INDIA has completed 60 grant projects in Sri Lanka and is currently implementing 16 more, focusing on investments and grants rather than debt instruments, India’s envoy to Sri Lanka said on Tuesday (15).
Santosh Jha, the High Commissioner of India to Sri Lanka, also reaffirmed India’s support for island nation’s debt restructuring efforts, securing IMF support, and extending financial support to overcome immediate challenges.
He stressed the importance of a robust partnership between India and Sri Lanka, highlighting their shared history at the 45th National Conference of CA Sri Lanka.
“India is looking at assisting development of Sri Lanka through investments and grants and relatively less through debt instruments. This, we believe, serves Sri Lanka better given its recent experiences with debt burdens,” the Indian envoy was quoted as saying by news portal NewsFirst.lk.
Last week, Sri Lanka said the visit by India’s foreign minister, S Jaishankar, was important in ending its debt restructuring with international sovereign bond holders.
Jaishankar, who made a daylong trip to Sri Lanka on October 4, was the first foreign dignitary to visit the island nation after Anura Kumara Dissanayake assumed office as the new president on September 23, following a tightly contested election.
Jha said, “Our development projects are now implemented in all 25 districts of Sri Lanka. We have completed 60 grant projects and are implementing 16 more at this time.”
He also spoke of a connectivity corridor between India and Sri Lanka to enhance access to global markets and opportunities, the portal said.

Work to complete:
1. In the news report on India's aid to Sri Lanka, how many districts of Sri Lanka do India's development projects now reach?
2. Write the next part of the news report on India's aid to Sri Lanka, picking up after its final sentence.
The lines that come after this news report play no part in the work.

Provided material:

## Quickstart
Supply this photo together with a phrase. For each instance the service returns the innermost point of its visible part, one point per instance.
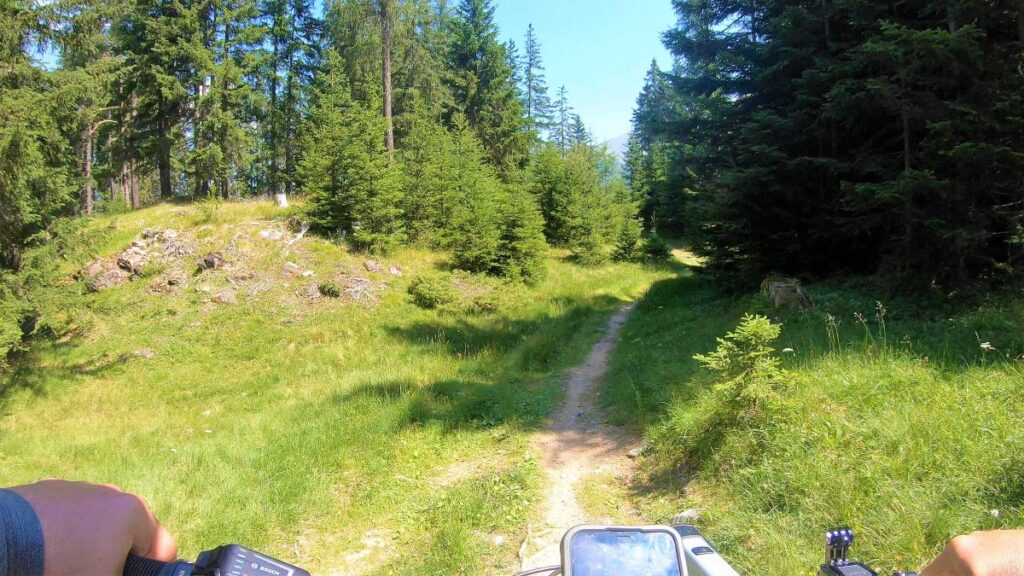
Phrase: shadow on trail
(514, 372)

Per-task answers:
1. All 25 districts of Sri Lanka.

2.
The diplomat reiterated that India and Sri Lanka should work together, and said, “We must work hand in hand and grow and prosper together. Like it or not, we are naturally intertwined and interlinked by geography, history, tradition, and by our future. We are irreplaceable, indispensable, and inextricable as partners.”
India helped Sri Lanka with about $4 billion (£3.06bn) in assistance to enable the island nation to recover from a deep economic crisis after it announced the default on over $51bn (£39.02bn) foreign loans.
In July, the Sri Lankan government reached a debt restructuring deal with international sovereign bondholders after protracted negotiations with countries such as China, India, France and Japan.
Sri Lanka is currently in negotiations with the IMF for the next tranche of the $2.9bn (£2.21bn) bailout package for which the IMF has made external debt restructuring conditional.
World Bank doubles growth forecast to 4.4 per cent
CASH-STRAPPED Sri Lanka’s economy was recovering faster than expected, the World Bank said last Thursday (10), doubling the island’s growth forecast to 4.4 per cent for 2024.
Tourism and financial services had bounced back, along with improvements in construction, leading to the bank’s upward revision of the forecast of 2.2 per cent made in April.
Sri Lanka’s growth is expected to moderate next year to 3.5 per cent and a slower 3.1 per cent in 2026, the Bank said.
The island’s 4.4 per cent growth forecast for 2024 was, however, lower than the south Asia region’s 6.4 per cent, revised data of the World Bank showed.
The bank “cautions” that Sri Lanka’s recovery remained fragile and hinged on maintaining stability. It also called for completing a restructure of Sri Lanka’s external debt and continuing reforms to increase medium-term growth and reduce poverty.
The international lender last Monday (7) granted a new $200 million (£153.05m) loan to bolster economic recovery, the first foreign funding since leftist president Anura Kumara Dissanayake won elections.
Dissanayake, a selfavowed Marxist, took power last month on the back of public anger over the island’s 2022 economic meltdown and promising to reverse steep tax hikes.
The new administration is maintaining a $2.9 billion (£2.21bn) International Monetary Fund (IMF) bailout, but has said it will renegotiate some of the harsh austerity measures.
Sri Lanka defaulted on its external debt in 2022 after running out of foreign exchange to finance even the most essential imports such as food, fuel and medicines.
The World Bank has previously said the island’s economic crisis had almost doubled the number of people pushed into poverty, or living on less than $3.60 (£2.75) a day.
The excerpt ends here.